§ WHAT TO WORK ON
Copy the lines word for word, starting at the line that contains "432, row 259." and ending at the last line of the records. Leave the pictures out of your copy.

§ INPUT RECORDS
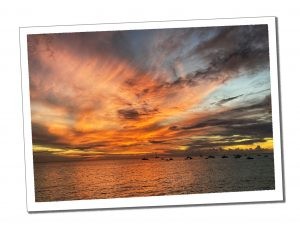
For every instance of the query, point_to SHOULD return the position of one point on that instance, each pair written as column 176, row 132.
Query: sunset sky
column 99, row 94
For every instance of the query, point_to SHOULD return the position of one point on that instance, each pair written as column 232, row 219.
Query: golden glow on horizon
column 268, row 144
column 104, row 104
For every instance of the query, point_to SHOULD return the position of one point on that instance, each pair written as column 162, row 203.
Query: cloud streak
column 135, row 92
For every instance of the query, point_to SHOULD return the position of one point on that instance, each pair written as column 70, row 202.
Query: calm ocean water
column 58, row 181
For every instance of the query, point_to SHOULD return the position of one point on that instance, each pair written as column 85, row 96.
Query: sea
column 102, row 179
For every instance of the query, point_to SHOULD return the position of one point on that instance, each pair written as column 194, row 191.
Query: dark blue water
column 155, row 177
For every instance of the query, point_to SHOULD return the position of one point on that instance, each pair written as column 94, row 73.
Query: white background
column 14, row 14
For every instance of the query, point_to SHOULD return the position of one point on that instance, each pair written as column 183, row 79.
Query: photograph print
column 150, row 112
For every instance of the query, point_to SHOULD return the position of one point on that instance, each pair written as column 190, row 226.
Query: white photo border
column 276, row 195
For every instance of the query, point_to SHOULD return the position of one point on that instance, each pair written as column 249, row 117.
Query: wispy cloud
column 130, row 92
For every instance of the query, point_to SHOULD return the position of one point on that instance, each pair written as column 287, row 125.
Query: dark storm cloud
column 209, row 144
column 234, row 48
column 222, row 101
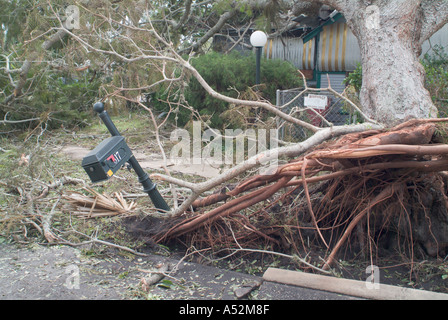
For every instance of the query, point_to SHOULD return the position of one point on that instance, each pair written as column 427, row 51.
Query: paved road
column 63, row 273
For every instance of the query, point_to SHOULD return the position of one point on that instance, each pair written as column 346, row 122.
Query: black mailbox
column 107, row 158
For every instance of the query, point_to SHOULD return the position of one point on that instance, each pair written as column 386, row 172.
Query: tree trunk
column 393, row 77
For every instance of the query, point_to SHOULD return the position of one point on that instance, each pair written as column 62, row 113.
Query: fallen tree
column 369, row 182
column 375, row 182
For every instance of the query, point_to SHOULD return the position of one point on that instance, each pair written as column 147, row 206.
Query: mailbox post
column 111, row 154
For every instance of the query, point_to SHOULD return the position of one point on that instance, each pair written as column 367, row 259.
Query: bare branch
column 435, row 16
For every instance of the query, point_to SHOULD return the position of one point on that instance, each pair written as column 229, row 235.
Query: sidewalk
column 63, row 273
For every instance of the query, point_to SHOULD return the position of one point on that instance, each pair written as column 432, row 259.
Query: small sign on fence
column 316, row 101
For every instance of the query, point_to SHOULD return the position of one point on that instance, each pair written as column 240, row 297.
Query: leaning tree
column 368, row 181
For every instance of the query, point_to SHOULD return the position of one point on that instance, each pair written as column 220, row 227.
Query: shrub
column 231, row 74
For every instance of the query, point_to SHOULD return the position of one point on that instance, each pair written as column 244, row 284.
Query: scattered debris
column 97, row 205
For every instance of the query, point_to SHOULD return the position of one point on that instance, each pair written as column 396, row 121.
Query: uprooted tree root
column 363, row 185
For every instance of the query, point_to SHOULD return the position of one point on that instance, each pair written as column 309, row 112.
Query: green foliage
column 57, row 99
column 232, row 74
column 354, row 79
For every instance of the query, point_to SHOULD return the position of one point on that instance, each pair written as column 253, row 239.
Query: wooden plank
column 349, row 287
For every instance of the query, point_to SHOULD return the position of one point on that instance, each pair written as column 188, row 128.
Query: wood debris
column 97, row 205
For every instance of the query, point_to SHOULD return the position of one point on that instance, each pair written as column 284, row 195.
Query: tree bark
column 393, row 78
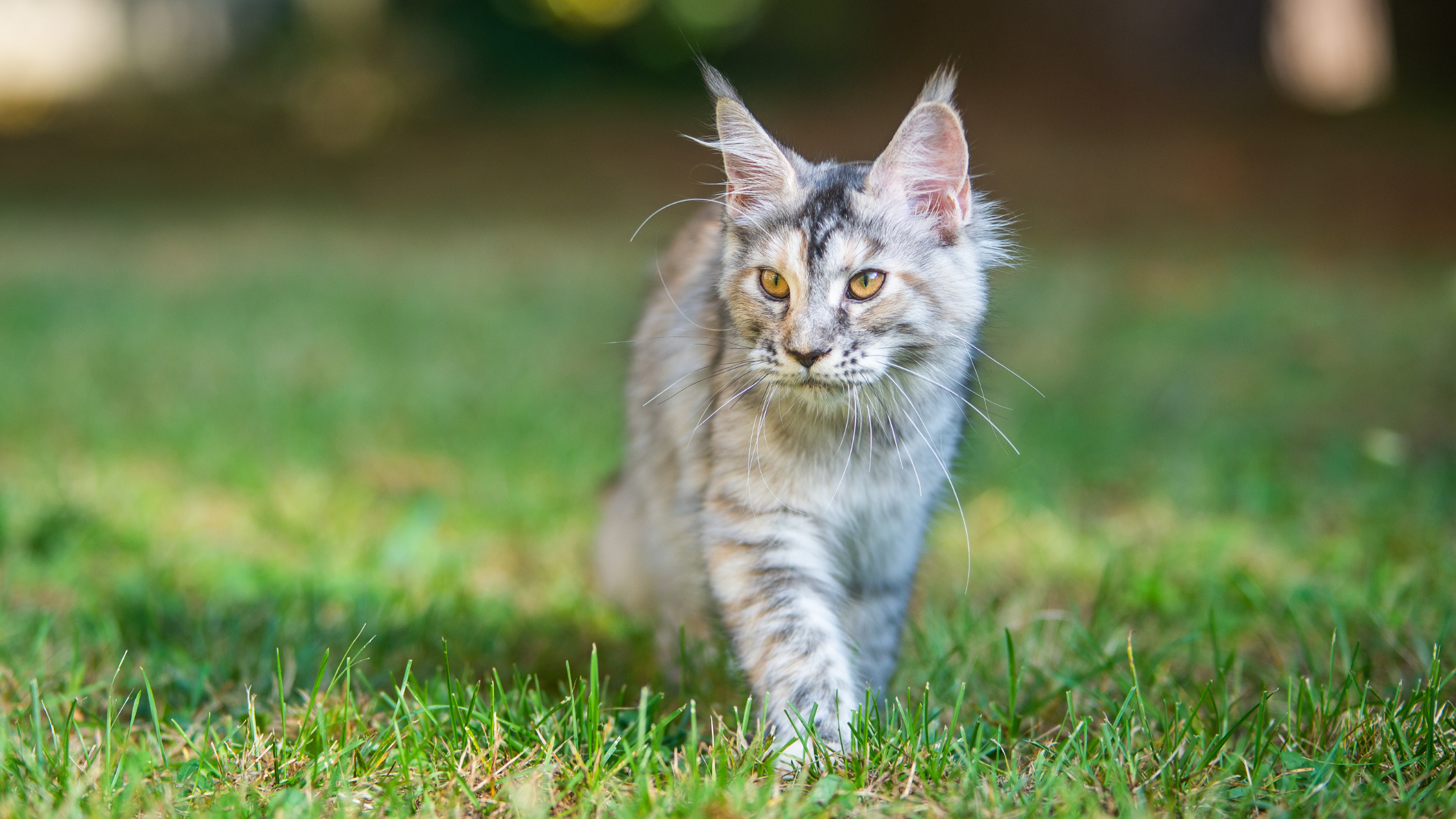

§ OUTPUT FOR THIS TASK
For every instance of the query, point_to SHOULD return the position of one point on that instance, each pair written as column 432, row 259.
Query: small sign on fence
column 316, row 101
For every instance of the query, point_to SHOULD return the position of one point on that instance, each pair written as column 240, row 297.
Query: leaning tree
column 368, row 181
For every instance of the query, point_to SHOULD return the position of one point on that instance, each pair written as column 220, row 227.
Query: shrub
column 231, row 74
For every instance of the query, point_to SHOULD return the position of one point on that instance, each pair written as column 244, row 284.
Query: scattered debris
column 97, row 205
For every instance of the query, point_to SHOULD return the position of one point on that instance, each pair written as column 396, row 121.
Query: uprooted tree root
column 363, row 185
For every instance of the query, point_to SHOULD return the position of one point on that instance, each pair written as column 309, row 112.
Query: green foliage
column 57, row 99
column 232, row 74
column 354, row 79
For every instance of the query, point_to SHOULD return the position of one point on that instance, each pair written as column 253, row 239.
Query: wooden plank
column 349, row 287
For every instance of the query, point_to SHOULD return the position of one point on that instance, each pair written as column 188, row 128.
Query: wood debris
column 97, row 205
For every instance of the query, point_to SHOULD return the position of one point on that instance, each pair written as column 284, row 195.
Query: tree bark
column 393, row 78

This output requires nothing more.